### Task brief
Each line from the beginning of the data below through the line containing "pick out the white kitchen" should be repeated exactly, please.

################

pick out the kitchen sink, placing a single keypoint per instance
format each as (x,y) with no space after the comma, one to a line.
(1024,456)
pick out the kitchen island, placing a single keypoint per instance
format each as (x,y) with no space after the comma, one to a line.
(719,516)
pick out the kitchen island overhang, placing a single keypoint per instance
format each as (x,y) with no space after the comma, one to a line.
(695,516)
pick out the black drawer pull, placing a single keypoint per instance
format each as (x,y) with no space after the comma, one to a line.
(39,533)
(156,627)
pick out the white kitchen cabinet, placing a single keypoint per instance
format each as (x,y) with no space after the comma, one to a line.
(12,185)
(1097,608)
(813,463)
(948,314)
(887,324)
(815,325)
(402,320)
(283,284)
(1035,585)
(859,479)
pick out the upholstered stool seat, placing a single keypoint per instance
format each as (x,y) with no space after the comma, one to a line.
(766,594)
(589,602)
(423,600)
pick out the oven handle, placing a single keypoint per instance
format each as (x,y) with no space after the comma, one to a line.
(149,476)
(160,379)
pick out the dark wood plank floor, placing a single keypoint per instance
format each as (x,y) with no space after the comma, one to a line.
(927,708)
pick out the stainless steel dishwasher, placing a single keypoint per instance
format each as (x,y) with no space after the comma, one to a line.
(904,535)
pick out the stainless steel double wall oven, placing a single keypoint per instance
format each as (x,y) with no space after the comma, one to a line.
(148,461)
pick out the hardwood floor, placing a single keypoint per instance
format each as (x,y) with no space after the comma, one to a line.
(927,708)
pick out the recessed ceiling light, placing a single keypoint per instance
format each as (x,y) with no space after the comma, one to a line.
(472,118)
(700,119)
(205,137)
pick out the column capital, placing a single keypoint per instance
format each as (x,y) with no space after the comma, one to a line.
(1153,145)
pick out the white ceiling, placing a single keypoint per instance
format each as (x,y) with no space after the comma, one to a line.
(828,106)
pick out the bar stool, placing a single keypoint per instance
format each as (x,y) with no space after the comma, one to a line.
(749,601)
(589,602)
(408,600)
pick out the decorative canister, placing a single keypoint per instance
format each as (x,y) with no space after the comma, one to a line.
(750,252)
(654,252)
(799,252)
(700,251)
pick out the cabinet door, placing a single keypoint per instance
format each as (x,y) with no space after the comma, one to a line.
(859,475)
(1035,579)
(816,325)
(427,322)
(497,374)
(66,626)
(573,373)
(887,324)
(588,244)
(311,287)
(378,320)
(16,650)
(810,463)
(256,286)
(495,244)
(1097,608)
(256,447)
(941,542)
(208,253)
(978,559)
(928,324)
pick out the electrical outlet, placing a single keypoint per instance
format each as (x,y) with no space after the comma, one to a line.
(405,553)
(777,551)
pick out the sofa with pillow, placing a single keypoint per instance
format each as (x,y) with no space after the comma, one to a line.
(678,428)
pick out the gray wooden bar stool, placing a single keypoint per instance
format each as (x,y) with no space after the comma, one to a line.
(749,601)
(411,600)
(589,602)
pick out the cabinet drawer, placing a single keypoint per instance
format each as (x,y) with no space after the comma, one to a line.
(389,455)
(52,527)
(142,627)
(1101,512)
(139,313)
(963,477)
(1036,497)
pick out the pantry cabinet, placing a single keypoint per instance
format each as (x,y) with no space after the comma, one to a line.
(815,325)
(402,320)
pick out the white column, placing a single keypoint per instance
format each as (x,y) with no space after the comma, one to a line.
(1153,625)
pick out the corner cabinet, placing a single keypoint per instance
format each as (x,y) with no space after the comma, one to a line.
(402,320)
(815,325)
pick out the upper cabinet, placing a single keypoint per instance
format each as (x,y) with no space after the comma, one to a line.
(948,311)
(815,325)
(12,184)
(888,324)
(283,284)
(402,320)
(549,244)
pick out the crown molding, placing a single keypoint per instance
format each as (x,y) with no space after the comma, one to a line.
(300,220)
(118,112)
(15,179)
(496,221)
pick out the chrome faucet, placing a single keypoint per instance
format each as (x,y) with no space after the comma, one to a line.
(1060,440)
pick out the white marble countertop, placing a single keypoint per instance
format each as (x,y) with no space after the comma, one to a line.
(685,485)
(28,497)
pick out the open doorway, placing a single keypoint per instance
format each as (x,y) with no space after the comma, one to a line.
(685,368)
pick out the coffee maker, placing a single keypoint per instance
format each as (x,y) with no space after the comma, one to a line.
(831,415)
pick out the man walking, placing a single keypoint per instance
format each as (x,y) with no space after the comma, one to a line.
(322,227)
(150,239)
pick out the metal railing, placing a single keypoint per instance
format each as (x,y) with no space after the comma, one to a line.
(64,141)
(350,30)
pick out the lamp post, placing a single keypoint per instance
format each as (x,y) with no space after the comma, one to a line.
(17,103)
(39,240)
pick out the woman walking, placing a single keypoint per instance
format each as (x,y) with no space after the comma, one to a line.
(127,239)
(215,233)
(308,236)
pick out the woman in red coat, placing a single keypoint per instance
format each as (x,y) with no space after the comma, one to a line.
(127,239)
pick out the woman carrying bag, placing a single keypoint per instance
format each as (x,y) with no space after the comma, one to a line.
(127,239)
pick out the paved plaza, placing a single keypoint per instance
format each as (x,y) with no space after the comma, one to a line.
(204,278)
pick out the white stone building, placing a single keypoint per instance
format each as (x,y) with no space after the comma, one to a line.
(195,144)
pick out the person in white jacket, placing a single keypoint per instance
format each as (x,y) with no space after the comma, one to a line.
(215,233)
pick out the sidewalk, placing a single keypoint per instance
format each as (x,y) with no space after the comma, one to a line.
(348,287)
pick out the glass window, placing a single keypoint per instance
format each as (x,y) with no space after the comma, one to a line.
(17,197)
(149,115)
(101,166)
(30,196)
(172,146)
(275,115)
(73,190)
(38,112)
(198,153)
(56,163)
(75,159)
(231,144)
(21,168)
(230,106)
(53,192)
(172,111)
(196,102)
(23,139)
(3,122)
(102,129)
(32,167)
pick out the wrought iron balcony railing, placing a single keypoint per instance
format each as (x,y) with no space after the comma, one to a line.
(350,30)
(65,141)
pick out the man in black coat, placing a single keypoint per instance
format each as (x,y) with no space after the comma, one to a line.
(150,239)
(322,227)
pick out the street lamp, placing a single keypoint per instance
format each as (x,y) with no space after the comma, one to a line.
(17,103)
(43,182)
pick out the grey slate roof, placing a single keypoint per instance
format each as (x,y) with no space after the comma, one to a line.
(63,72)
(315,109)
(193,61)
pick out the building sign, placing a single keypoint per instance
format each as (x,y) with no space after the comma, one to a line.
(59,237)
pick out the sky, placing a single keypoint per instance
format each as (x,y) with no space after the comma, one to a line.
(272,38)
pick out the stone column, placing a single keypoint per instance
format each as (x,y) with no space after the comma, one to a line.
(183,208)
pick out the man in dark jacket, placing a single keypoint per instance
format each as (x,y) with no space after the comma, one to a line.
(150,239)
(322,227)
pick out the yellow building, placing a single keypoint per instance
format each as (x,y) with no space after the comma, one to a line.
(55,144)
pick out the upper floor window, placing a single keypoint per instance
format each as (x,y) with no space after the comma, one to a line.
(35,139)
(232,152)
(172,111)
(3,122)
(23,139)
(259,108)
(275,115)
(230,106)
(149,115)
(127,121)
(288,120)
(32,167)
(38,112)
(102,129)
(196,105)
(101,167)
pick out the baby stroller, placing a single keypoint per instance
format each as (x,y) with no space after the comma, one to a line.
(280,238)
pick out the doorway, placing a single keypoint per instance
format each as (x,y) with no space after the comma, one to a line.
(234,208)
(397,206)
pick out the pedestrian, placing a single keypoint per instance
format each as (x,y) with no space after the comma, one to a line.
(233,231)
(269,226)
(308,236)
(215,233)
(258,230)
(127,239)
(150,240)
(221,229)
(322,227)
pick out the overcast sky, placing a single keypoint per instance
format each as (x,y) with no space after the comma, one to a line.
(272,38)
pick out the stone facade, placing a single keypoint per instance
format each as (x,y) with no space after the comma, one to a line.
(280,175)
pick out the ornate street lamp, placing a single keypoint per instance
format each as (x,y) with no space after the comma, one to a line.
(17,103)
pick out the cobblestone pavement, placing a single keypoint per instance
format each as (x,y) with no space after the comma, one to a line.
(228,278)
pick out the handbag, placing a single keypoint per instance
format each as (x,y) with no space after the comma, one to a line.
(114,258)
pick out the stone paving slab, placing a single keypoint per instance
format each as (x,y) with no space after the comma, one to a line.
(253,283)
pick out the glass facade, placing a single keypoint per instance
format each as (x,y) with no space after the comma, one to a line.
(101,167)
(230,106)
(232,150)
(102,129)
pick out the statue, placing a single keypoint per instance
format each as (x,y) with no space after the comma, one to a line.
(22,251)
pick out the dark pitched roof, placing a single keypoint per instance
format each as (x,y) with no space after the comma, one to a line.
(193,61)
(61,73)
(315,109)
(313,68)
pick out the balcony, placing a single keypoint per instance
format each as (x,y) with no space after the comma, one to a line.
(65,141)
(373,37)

################

### Response to this exercise
pick out the kitchen sink, placing a single keypoint per instance
format each as (x,y) with no space after the comma, one to a line.
(1024,456)
pick out the kitchen island, placing a single keypoint per instance
format each as (x,y) with no space after the comma, one to a line.
(719,516)
pick out the kitchen island overhang, placing a single keypoint per instance
format each as (x,y) with no space after the comma, one to a line.
(695,516)
pick out the black drawer pull, placing a single keypoint per instance
format each as (x,y) with no space after the comma, one to a line.
(39,533)
(156,627)
pick out the white kitchen cabinet, placing a single keypoint per instance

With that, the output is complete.